Requirement:
Carry on the radio transcript about Equal Pay Day from its last sentence.

Page extract:
%%

BUCK: The White House doesn’t learn the proper lessons from the failures and from the poor decision-making that it engages in on a regular basis. They do something, the outcome is bad, and they keep doing more of it. They say, if only we doubled down, then things will get better. That’s one defining characteristic of the Biden regime. Another one is that they will still focus on things that do not matter and even in some cases do not even exist, do not even exist. Equal Pay Day is based upon the myth that there is widespread, systemic pay inequity based on sexism.
You’ve probably heard this. You know, women only earn 71 cents on the dollar, the number changes, 75 cents, whatever it is, something like that. And when they actually look at this in a real way, when they don’t create studies the way they create mask studies now where they don’t have a control group and they just are trying to come up with an excuse to push a modeling approach. “We modeled this on a computer, so here’s the answer.”
“Well, what went into your model?”
“Be quiet. Don’t ask questions.”
Equal Pay Day is a thing now. I don’t even know this I think it’s March 7th every year, Equal Pay Day. And Kamala Harris, because if you ever want someone to represent merit, hard work, and the top level of skills in one’s profession, everybody thinks of Kamala. Kamala Harris at the Equal Pay Day summit. Here she is at the usual. Please. Oh, I think so.
HARRIS: Our economy just has not been working as it should for the women of our nation. Across industries women are less likely to be hired than equally qualified men. They are paid less and promoted slower for doing similar work. Women are routinely shut out of good jobs in high paying industries such as science and technology, construction and truck driving in partly because our society tells women that some industries are just not for them.

%%

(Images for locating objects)

%%

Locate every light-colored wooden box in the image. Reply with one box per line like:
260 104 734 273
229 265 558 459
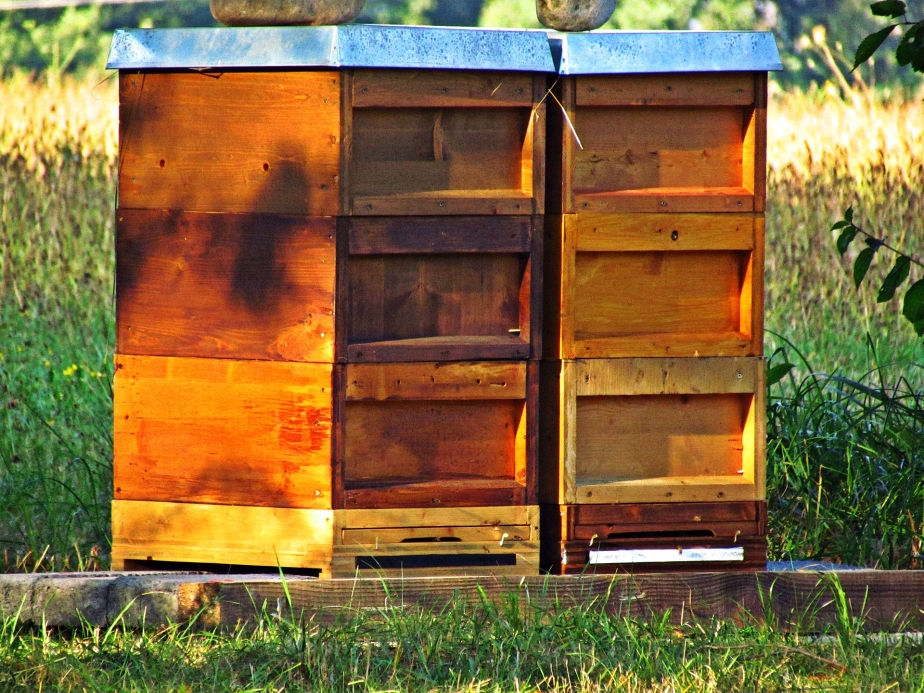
539 357 765 505
112 500 539 578
544 213 764 359
549 72 766 213
119 69 546 216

%%

Answer for the task:
BUCK: This is just not true. This is one of these things the left keeps saying, keep saying, and every time it’s debunked, you come back to the, it’s not true. The wage decisions reflect personal choices, they reflect economic reality, they reflect hours worked in, they reflect the difficulty and risks of different professions. Clay, you ran a business, very successful business, been acquired by Fox. If you could save 30% of all personnel costs
CLAY: That’s my argument every time. That’s my argument every time. Anybody who has ever run a business, if you told me that women only made 70% of what men make, why would every business in America not exclusively hire women and save 30% on their labor costs? And what’s frustrating about this, it’s just a lie.
But what’s also frustrating about this is, if you really want to focus on women and the challenges they’re facing right now, Buck, it’s the two-year anniversary of “15 days to slow the spread.” Do you know the overwhelming group of works out there that bore the brunt of the shutdown and the lockdown? Women. Because women overwhelmingly bear responsibility for child care in this country. So shutting down schools and not allowing women to work — I believe — I’m not sure we’ve gotten back there yet — we were at a 30-year low for female participation in the workforce early in this year or late and last year as the ravages and impacts of the shutdowns continued.
So if you really wanted to have a nuanced, intelligent discussion about the challenges to women, it would have been a discussion about how all of the experts, in quotation marks, failed, and women bore the brunt of their failures when they shut down schools and when they shut down the economy. Remember, we’re still over two million fewer people working today than were working when the shutdowns happened back in March of 2020.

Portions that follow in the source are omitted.